* Work to do: In the Salt Creek blog post, which places did Van Gogh leave Paris for?

* Selection:
== == ==
FRIENDS OF SALT CREEK

Nature & Community on a St. Petersburg Stream

Category: Uncategorized (page 1 of 5)

Just Barely (Sommer Downs)

What is it about the city that makes people crack? What is it about nature that brings us back to ourselves? Will I crack? When will this happen to me?

The city life has been known to wear humans down.

Like most things, the idea makes me think of Van Gogh, how he had to leave Paris for the natural landscapes of Arles and Auver-Sur-Oise, where he became a true artist. For those who live in the city, and love it, finding nature here is incredibly important. The littlest peeks of nature are the most significant, a patch of grass under a shady tree; a forest, a waterside view; the entire ocean.

I find myself and others looking for these nature spots in parks and outdoor green spaces. A place to do yoga, to run, to lay and read, to write. To just be, to just exist. The hustle and bustle lifestyle of the city may make you lose your inner peace, but it is easy to find it again if you look hard enough.
== == ==
* Extracted records:
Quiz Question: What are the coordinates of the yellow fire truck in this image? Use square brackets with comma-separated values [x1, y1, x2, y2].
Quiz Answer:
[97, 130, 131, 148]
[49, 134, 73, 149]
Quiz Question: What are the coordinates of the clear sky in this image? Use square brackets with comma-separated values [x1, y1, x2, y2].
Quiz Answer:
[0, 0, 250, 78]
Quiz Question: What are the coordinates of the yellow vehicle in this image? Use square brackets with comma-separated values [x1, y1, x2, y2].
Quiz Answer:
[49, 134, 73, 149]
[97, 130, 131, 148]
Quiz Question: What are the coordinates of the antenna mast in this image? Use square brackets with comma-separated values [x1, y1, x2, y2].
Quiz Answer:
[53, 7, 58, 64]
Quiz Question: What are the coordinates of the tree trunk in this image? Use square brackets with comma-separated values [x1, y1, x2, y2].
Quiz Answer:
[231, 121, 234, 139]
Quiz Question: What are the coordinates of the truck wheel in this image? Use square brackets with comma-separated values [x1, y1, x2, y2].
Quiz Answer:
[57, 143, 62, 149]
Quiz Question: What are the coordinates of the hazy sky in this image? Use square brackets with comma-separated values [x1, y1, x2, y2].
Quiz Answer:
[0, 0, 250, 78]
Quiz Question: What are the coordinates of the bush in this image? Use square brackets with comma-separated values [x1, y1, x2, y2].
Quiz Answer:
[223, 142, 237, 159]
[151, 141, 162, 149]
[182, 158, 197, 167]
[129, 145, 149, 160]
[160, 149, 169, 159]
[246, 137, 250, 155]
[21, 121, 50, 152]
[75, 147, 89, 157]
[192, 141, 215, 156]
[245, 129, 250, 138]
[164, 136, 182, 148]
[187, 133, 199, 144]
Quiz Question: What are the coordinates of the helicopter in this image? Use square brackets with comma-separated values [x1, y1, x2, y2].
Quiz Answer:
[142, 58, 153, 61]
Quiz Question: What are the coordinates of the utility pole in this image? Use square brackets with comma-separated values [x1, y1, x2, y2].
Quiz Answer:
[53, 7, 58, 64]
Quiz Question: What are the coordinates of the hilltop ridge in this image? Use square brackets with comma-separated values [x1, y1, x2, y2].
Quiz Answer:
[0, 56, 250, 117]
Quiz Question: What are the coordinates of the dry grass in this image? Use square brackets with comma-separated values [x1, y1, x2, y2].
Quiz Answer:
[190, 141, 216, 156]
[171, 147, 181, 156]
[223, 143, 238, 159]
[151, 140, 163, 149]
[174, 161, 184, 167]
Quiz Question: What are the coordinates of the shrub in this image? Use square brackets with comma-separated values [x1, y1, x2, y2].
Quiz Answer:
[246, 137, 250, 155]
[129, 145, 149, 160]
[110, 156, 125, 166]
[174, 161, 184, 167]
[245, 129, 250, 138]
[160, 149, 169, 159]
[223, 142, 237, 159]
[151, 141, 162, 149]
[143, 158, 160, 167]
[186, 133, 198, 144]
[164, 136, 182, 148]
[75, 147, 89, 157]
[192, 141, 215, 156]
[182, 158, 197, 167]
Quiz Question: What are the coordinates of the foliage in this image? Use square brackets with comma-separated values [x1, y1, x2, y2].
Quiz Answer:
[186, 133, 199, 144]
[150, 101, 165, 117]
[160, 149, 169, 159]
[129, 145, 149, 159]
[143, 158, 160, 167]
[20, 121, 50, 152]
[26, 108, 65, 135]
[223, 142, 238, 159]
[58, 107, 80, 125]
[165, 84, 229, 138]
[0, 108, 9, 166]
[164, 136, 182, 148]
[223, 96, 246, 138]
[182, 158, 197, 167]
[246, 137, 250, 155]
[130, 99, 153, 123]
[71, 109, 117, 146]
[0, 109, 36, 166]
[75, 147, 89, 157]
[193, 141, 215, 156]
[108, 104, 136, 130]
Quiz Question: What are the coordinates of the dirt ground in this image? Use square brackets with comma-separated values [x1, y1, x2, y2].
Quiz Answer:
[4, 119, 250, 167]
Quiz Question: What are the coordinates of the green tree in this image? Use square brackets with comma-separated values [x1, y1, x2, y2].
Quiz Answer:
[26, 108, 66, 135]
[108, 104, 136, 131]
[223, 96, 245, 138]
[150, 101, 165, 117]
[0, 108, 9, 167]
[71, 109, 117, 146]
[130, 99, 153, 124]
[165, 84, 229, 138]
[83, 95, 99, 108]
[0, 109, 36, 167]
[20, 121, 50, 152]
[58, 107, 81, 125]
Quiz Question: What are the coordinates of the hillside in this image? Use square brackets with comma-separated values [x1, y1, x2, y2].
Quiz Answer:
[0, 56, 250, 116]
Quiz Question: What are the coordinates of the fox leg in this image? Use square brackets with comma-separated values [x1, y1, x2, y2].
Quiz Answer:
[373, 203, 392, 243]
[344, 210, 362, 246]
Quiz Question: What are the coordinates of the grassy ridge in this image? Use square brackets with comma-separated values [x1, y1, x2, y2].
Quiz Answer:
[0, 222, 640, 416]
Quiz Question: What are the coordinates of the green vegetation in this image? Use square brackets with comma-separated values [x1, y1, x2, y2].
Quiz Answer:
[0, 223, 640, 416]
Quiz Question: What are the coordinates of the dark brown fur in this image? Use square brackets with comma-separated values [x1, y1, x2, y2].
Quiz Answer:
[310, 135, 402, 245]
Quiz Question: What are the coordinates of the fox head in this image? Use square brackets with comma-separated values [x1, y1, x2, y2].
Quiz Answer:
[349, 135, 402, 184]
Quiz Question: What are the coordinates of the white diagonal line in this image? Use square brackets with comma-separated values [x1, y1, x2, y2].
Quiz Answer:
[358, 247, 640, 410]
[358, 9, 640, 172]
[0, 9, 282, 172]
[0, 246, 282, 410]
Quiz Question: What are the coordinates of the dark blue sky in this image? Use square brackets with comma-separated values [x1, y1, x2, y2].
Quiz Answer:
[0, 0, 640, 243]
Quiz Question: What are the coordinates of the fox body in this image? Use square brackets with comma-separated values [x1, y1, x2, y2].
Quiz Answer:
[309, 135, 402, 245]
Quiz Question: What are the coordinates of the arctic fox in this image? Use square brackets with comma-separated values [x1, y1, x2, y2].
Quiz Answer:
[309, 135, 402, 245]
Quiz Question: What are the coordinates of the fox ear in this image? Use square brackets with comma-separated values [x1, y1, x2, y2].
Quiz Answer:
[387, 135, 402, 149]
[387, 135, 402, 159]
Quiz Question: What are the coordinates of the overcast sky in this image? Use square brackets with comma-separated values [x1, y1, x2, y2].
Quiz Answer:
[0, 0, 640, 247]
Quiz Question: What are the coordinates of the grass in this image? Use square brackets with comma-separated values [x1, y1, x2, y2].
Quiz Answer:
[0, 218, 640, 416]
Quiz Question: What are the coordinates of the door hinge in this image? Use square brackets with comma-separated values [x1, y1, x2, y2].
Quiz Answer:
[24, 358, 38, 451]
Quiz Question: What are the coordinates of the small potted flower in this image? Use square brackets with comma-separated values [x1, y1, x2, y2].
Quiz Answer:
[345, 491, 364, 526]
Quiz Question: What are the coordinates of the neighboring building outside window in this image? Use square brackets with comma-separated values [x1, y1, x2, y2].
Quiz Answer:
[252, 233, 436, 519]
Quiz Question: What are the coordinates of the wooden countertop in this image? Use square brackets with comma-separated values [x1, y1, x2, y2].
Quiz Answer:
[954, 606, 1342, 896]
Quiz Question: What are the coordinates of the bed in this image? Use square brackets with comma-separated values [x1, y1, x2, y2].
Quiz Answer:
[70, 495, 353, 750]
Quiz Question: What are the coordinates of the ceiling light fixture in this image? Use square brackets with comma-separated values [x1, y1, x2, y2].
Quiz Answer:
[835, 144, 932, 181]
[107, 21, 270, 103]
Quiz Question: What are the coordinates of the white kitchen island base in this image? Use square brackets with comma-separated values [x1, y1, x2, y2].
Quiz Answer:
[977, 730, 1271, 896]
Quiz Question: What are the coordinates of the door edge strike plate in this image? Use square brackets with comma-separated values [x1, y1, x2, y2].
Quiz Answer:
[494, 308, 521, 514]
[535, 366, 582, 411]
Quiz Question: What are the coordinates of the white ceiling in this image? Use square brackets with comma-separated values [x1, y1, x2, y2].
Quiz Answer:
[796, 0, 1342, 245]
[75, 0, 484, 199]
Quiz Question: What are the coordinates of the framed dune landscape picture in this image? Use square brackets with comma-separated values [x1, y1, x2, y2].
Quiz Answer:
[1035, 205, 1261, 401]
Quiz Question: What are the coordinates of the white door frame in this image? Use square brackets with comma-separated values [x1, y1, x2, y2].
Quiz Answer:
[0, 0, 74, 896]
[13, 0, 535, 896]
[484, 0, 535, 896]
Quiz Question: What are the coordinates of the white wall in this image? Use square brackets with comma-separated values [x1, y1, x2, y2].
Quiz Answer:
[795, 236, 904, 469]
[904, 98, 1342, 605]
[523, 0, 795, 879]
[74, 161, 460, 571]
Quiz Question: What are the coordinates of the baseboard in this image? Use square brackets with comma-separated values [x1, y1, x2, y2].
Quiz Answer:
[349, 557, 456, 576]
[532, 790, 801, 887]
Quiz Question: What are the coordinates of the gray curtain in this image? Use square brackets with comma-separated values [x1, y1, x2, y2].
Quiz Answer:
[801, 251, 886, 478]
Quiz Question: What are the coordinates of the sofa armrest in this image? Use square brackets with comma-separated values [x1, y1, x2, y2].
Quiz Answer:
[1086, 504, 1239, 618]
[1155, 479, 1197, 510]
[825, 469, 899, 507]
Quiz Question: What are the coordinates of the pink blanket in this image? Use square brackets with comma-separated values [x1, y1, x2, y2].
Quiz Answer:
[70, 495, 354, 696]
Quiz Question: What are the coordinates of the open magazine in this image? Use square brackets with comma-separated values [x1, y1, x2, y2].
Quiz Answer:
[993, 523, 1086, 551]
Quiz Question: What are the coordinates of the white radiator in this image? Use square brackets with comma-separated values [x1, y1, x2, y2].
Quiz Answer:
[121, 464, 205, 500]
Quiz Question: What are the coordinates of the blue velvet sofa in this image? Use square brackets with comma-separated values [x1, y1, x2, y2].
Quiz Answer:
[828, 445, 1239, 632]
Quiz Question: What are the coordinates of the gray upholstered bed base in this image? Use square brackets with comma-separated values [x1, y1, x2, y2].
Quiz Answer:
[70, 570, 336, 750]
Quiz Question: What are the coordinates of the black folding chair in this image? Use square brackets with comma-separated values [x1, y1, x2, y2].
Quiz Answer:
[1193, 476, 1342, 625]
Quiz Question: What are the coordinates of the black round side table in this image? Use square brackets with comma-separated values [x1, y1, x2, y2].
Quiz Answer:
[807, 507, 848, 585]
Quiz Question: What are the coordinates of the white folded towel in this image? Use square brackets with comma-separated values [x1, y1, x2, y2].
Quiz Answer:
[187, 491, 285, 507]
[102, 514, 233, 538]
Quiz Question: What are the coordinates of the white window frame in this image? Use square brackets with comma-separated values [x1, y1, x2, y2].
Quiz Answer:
== == ==
* Exercise answer: Arles and Auver-Sur-Oise.